[Text section — start]

That means that an important area for the committee is looking at standards and guidelines which operate within the health sector.
One example of the Health Law Committee being involved in legislative change was in its submissions on the Human Tissue Act 2008, which reformed the 1964 Act. The legislation concerns the regulation of human tissue from dead bodies.
"I appeared before the Health Select Committee for the Law Society. Prior to the government bill, there was a petition to Parliament, along with a member's bill, calling for an opt-in organ donor register.
"Although the organ register didn't eventuate, there was intense debate around it. The Law Society submitted on both bills, culminating in appearing before the select committee."
That would be one highlight of her time as committee convenor, she says, "because we were there from the beginning to the end of the law reform process and we followed that legislation over a couple of years.
"For me, there are two very important areas in recent times where the Law Society has strongly maintained its independent voice.
"The first area was the changes to research ethics committees in 2012. The government watered down the rules and restructured ethics committees regarding whose role it is to protect participants in health and disability research.
"For me, the government was forgetting our roots and the standards we had for research gained since the Cartwright Inquiry." Headed by Dame Silvia Cartwright and held in 1987 and 1988, this was a Commission of Inquiry into the research on and treatment of women with cervical cancer at National Women's Hospital.
"The Health Law Committee collaborated with the Human Rights and Privacy Committee and pointed out that the changes to the ethics committees weren't compliant with international instruments for the protection of human participation in research," Ms Douglass says.

[Text section — finish]
[Data to examine — start]

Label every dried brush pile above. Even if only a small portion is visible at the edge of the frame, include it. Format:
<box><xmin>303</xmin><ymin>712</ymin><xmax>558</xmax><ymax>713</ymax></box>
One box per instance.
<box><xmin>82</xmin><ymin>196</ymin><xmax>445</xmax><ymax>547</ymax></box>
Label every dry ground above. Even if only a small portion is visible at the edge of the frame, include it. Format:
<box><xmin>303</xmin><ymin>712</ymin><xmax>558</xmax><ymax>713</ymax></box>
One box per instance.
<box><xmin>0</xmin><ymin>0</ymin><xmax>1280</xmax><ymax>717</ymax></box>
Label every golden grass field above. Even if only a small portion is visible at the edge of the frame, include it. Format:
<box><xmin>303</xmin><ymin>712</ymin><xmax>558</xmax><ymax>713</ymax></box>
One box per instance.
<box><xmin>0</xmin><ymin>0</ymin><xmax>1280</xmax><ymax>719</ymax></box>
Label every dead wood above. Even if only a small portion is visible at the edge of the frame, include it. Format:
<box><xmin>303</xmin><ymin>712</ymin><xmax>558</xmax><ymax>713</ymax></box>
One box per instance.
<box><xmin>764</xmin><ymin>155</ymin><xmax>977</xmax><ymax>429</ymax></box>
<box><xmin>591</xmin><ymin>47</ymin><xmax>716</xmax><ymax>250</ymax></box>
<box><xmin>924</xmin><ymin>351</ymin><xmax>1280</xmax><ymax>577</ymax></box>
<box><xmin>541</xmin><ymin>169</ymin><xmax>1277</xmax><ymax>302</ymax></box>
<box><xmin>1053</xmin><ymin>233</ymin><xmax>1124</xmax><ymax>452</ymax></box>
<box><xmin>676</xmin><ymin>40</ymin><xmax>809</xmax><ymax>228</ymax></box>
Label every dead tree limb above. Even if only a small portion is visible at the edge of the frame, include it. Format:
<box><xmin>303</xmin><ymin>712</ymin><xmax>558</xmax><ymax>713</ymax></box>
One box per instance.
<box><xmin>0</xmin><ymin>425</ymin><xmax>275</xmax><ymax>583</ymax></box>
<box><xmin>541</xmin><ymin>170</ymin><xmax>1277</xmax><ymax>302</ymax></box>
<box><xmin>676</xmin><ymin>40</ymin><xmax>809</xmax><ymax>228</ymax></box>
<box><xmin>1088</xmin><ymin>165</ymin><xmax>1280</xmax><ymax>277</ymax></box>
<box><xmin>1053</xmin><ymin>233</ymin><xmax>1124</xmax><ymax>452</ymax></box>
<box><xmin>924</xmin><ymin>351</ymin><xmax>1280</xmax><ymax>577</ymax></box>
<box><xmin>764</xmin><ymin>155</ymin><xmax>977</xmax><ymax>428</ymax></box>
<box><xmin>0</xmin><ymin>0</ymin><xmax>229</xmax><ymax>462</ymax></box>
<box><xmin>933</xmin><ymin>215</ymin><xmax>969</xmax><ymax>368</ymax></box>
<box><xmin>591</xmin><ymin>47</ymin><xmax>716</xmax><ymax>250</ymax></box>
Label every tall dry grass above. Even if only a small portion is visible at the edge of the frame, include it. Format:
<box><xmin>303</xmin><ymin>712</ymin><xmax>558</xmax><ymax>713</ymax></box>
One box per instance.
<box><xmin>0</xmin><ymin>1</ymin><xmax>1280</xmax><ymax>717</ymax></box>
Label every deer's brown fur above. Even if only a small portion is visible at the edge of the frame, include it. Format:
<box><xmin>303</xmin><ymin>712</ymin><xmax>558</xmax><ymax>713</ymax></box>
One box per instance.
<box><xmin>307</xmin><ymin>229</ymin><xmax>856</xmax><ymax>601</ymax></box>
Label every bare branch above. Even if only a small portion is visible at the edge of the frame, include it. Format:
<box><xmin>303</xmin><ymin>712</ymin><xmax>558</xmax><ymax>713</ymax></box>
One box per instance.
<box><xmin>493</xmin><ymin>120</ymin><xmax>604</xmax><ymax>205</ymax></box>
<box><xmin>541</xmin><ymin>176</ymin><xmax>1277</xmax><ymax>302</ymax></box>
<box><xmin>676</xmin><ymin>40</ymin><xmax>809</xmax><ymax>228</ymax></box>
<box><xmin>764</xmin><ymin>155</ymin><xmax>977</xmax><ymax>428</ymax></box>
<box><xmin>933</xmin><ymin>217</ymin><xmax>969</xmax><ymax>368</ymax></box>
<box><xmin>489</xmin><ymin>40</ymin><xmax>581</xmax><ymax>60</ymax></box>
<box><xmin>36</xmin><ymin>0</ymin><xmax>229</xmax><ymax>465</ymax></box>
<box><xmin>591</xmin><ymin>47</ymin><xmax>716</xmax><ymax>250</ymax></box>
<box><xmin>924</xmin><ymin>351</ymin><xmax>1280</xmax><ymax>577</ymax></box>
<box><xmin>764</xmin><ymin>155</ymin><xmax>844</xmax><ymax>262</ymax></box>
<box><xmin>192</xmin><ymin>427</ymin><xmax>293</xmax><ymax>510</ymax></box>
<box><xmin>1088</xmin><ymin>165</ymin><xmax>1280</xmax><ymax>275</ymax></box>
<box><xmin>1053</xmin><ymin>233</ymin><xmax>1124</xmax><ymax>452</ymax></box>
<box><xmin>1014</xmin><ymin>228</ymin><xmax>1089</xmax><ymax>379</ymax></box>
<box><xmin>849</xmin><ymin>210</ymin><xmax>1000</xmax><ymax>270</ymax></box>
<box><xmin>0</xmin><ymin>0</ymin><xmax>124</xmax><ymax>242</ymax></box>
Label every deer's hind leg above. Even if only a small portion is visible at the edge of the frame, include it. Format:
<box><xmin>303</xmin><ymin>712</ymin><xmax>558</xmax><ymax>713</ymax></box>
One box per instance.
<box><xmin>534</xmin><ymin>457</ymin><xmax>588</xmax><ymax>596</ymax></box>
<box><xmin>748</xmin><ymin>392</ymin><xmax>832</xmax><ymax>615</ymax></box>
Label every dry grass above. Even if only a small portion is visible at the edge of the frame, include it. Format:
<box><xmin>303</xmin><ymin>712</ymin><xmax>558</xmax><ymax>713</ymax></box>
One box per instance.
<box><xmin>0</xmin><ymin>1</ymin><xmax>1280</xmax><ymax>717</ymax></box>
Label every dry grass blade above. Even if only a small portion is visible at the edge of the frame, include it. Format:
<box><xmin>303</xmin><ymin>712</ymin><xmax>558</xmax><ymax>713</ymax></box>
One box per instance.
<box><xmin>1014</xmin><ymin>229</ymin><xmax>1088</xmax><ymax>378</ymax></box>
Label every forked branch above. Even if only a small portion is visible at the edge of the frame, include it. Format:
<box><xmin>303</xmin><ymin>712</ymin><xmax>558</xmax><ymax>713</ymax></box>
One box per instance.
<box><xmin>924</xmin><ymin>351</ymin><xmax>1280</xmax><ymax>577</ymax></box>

[Data to examine — finish]

Directions:
a) Answer these questions from the Health Law Committee text.
(i) Which earlier Act did the Human Tissue Act 2008 reform?
(ii) In what year were the changes to research ethics committees made?
(iii) Who headed the Cartwright Inquiry?
b) Reproduce word for word the part of the Health Law Committee text from "That would be" to "National Women's Hospital.".
c) Write the next part of the Health Law Committee text, beginning after its final sentence.

Responses per task:
a)
(i) The 1964 Act
(ii) 2012
(iii) Dame Silvia Cartwright

b)
That would be one highlight of her time as committee convenor, she says, "because we were there from the beginning to the end of the law reform process and we followed that legislation over a couple of years.
"For me, there are two very important areas in recent times where the Law Society has strongly maintained its independent voice.
"The first area was the changes to research ethics committees in 2012. The government watered down the rules and restructured ethics committees regarding whose role it is to protect participants in health and disability research.
"For me, the government was forgetting our roots and the standards we had for research gained since the Cartwright Inquiry." Headed by Dame Silvia Cartwright and held in 1987 and 1988, this was a Commission of Inquiry into the research on and treatment of women with cervical cancer at National Women's Hospital.

c)
"The fallout from the changes is ongoing, and we're recommending that there be an overarching legal framework for ethics committees.
"The other issue is the review of the Health and Disability Commissioner's Code of Rights. The Law Society is on the record as making informed submissions around these very important areas of patients' rights," she says.
Good for lawyers
"Working on the law reform committees is good for lawyers. It makes you stand back from the focus of practice and look at the big picture.
"Some of the areas in health law involve ethical issues which by their nature may be controversial, with no one right answer. The Law Society has to make a submission that can potentially represent diverse views," Ms Douglass says.
As an example, Ms Douglass recalls her early days on the committee when Mr Mathieson was the convenor, and the committee debated euthanasia around the time of the Death with Dignity Bill.
"Watch this space. Fifteen years on and that's around the corner, isn't it?"
In her time as committee convenor "I think there have been a number of bills where the legislation has changed as a result of Law Society submissions. There have been disappointments too, where a large amount of work has been put in by the committee with only minor changes."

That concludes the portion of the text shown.